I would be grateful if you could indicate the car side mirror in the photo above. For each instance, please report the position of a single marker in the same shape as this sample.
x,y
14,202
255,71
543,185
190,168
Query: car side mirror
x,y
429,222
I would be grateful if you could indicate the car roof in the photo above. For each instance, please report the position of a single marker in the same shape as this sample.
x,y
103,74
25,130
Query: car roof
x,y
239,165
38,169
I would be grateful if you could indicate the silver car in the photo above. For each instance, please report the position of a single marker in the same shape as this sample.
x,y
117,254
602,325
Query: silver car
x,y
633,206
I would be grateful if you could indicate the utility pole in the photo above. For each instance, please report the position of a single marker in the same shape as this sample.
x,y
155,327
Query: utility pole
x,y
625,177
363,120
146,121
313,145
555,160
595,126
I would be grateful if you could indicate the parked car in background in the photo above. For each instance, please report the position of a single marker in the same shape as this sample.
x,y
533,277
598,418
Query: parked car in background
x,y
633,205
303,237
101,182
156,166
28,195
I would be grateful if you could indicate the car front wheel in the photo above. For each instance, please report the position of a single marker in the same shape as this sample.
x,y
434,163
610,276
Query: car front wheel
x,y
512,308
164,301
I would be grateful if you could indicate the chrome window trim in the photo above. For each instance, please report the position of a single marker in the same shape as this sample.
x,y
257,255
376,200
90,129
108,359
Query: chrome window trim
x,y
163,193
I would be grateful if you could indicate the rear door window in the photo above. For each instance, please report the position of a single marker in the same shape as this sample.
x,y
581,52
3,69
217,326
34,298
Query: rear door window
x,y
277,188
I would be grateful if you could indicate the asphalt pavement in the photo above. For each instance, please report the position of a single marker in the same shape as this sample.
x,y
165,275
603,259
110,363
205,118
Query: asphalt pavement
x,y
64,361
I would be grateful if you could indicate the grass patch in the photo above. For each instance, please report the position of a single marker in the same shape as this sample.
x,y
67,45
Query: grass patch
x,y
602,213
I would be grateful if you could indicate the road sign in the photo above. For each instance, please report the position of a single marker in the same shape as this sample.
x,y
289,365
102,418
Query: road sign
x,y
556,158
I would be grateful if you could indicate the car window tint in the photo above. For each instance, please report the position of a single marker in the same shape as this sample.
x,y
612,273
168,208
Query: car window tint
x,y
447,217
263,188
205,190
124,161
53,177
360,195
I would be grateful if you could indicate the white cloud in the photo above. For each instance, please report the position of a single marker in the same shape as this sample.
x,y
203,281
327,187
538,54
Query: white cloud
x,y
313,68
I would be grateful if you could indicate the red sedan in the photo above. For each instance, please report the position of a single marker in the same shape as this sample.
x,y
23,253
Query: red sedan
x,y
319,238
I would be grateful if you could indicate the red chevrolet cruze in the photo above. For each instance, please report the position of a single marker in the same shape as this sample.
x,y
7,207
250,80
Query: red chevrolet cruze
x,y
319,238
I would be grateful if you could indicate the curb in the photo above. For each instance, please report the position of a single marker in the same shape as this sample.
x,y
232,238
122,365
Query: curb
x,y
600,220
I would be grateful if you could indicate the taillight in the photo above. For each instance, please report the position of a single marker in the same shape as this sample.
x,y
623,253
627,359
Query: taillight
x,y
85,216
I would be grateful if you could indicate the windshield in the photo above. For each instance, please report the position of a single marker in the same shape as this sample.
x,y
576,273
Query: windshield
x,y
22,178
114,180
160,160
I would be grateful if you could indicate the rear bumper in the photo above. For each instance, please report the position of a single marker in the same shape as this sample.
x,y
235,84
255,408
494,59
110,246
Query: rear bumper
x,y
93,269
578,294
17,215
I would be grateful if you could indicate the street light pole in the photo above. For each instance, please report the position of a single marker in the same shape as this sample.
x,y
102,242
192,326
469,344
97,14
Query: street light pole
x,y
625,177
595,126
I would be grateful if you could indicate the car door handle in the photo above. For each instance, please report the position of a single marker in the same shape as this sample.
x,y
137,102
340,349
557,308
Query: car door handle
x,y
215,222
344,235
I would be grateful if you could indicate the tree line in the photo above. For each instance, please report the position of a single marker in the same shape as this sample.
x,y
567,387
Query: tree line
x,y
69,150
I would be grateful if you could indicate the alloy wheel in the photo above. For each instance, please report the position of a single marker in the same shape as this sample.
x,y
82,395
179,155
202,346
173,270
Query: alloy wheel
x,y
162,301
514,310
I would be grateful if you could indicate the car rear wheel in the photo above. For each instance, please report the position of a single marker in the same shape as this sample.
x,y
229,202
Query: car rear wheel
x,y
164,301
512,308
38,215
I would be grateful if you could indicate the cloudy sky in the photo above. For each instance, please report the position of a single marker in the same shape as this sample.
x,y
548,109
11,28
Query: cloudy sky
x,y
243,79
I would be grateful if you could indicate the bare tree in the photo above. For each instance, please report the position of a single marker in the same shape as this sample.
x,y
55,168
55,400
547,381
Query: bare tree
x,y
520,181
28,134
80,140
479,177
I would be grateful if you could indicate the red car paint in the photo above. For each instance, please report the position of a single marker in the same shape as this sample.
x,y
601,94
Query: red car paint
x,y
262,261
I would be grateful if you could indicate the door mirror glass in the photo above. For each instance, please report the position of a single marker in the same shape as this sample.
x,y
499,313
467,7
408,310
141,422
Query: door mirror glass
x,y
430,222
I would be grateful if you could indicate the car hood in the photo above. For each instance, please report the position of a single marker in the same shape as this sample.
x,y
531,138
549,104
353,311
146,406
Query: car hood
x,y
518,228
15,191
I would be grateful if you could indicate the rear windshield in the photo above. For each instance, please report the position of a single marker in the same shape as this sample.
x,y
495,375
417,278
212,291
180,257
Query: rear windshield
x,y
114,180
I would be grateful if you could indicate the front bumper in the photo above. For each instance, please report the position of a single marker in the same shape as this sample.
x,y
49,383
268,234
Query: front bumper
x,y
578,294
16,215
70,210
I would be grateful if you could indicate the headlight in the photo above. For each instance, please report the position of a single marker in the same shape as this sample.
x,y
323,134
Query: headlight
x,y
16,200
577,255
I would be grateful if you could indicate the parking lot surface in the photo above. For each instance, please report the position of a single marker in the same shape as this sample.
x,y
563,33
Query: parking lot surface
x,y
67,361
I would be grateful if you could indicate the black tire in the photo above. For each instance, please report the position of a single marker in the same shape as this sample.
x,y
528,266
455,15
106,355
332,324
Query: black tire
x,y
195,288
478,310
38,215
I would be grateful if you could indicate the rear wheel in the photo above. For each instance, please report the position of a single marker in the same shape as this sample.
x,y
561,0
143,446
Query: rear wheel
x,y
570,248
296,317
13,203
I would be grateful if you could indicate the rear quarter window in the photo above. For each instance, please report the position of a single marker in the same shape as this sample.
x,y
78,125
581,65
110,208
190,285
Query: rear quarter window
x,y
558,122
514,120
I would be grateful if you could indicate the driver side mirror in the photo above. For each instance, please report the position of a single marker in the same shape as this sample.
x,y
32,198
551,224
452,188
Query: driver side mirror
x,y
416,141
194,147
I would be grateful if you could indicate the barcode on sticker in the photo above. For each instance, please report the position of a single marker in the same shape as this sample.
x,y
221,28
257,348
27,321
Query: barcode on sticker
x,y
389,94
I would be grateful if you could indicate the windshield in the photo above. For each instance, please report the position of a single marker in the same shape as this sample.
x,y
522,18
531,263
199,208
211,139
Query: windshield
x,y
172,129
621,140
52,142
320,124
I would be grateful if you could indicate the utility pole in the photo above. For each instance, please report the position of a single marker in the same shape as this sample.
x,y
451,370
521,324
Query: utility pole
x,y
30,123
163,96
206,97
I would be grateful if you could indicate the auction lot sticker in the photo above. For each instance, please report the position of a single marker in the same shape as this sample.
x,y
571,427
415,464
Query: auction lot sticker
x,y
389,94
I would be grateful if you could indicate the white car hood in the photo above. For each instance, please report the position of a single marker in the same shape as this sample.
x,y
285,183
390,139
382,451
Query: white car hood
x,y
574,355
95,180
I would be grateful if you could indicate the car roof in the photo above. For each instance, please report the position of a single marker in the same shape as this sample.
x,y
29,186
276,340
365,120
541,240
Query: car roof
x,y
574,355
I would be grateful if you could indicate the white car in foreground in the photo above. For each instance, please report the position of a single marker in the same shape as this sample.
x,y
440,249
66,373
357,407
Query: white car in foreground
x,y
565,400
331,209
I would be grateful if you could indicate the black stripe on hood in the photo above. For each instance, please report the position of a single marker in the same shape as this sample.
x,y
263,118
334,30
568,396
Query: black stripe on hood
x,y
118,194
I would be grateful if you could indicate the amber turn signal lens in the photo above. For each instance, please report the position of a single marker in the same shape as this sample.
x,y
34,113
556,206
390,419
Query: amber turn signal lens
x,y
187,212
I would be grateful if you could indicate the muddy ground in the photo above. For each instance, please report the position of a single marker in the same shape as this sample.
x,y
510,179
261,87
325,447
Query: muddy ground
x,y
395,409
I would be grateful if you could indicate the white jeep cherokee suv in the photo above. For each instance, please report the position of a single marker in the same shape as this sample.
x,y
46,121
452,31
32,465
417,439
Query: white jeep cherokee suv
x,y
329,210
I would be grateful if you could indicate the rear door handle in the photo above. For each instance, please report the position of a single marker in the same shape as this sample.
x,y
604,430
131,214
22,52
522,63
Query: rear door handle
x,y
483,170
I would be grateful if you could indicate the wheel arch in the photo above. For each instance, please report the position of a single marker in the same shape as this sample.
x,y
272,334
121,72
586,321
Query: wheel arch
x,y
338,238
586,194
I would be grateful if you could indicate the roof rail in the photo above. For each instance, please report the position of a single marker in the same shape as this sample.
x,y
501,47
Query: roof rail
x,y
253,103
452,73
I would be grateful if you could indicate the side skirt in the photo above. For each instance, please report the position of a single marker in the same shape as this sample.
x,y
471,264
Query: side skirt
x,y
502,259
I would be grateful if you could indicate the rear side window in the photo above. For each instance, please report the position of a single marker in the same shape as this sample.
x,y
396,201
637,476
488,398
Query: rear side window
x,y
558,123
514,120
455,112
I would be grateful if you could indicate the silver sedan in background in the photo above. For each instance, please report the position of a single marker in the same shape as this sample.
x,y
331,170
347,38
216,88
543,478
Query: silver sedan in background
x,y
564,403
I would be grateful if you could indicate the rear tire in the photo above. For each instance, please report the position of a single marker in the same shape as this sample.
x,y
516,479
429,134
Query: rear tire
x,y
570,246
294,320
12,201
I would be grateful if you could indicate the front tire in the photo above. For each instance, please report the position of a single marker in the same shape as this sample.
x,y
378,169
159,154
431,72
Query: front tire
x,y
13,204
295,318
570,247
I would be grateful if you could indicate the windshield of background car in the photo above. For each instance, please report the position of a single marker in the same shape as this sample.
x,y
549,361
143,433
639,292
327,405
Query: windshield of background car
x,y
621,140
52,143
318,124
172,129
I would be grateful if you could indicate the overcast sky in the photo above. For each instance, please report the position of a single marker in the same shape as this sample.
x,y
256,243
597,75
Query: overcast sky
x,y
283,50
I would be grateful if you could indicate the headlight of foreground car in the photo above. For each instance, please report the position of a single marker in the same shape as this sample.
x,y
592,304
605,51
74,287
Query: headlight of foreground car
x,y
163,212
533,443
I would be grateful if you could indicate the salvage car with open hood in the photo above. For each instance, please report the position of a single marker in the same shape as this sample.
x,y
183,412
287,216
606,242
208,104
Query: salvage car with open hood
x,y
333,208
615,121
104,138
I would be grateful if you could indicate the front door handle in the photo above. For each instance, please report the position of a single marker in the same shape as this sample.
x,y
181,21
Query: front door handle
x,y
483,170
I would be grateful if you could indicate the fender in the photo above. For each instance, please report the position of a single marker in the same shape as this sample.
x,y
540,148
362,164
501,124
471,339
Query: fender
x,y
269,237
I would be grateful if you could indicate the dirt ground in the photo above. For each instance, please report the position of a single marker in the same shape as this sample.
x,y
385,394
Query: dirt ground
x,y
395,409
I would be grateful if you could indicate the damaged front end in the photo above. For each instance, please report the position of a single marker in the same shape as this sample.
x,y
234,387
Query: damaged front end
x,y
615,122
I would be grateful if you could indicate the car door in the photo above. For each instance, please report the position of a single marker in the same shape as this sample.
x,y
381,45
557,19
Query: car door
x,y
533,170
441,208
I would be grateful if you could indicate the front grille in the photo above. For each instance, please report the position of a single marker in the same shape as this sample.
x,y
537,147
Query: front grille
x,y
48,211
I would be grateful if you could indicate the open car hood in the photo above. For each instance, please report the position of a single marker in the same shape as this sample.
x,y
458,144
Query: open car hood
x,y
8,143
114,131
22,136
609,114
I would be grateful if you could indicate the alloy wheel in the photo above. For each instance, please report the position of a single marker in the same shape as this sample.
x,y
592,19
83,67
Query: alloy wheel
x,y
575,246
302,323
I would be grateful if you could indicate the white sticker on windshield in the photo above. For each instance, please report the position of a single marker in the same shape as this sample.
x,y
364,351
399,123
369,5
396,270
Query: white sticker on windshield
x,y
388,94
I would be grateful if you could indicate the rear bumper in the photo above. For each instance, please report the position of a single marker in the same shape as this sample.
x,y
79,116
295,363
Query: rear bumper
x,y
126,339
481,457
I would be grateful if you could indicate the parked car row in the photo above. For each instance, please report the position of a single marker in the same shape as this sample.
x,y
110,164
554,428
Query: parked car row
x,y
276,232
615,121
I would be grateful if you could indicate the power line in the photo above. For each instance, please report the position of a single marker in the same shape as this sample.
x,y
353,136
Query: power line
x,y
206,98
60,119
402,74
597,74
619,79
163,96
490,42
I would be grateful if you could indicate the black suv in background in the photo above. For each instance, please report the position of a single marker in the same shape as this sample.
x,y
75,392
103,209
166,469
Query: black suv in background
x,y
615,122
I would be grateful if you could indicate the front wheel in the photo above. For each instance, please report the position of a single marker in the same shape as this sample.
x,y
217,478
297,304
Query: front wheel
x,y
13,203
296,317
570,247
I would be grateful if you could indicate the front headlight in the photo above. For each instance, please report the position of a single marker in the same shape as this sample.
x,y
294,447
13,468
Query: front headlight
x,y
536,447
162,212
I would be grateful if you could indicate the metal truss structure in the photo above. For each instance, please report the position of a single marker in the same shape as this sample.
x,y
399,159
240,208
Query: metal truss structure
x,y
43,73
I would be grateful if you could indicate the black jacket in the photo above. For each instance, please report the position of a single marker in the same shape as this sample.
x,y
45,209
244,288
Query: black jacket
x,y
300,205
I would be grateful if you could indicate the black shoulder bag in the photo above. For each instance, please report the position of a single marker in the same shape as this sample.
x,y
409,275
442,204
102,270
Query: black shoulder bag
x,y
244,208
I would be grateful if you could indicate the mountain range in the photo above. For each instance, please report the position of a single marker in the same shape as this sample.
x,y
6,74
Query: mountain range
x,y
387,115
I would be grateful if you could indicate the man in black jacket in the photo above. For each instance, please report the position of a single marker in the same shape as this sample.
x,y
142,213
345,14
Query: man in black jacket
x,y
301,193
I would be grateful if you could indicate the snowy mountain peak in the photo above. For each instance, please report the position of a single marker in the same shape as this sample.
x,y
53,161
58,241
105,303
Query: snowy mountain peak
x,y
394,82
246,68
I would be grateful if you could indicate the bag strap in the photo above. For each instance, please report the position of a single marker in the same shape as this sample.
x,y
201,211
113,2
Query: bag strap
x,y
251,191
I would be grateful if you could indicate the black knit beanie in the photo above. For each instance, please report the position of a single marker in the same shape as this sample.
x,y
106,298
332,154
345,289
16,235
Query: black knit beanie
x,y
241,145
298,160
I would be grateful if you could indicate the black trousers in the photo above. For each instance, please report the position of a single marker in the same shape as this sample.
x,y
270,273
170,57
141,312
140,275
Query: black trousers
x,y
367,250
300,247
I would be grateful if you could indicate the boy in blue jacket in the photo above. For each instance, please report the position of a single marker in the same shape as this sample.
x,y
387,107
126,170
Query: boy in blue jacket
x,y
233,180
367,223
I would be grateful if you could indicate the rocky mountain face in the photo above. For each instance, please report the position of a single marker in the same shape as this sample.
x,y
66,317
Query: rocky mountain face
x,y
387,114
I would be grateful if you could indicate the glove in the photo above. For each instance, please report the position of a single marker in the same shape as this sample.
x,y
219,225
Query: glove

**The problem**
All lines from the one with "Query: black knit beanie" through the final line of the listing above are to be restated word for word; the lines before it are left out.

**Solution**
Query: black knit beanie
x,y
241,145
298,160
I would be grateful if you could indicate the black trousers in the photo above. For each instance, please report the position of a single marker in the same shape as this sample.
x,y
270,273
170,57
141,312
140,275
Query: black trousers
x,y
367,250
300,247
I would be grateful if you could indicate the boy in blue jacket in the photo above. For each instance, please report the position of a single marker in the same shape as this sample.
x,y
387,107
126,170
Query: boy in blue jacket
x,y
233,180
367,223
I would be grateful if you could indicate the rocky mountain face in the photo above. For each instance, please report the position of a single marker in the same shape as this sample.
x,y
66,317
Query: rocky mountain face
x,y
387,114
I would be grateful if you could indicate the glove in the photo above. For each instance, please report the position of a single marker in the same shape as this sample.
x,y
219,225
Query: glove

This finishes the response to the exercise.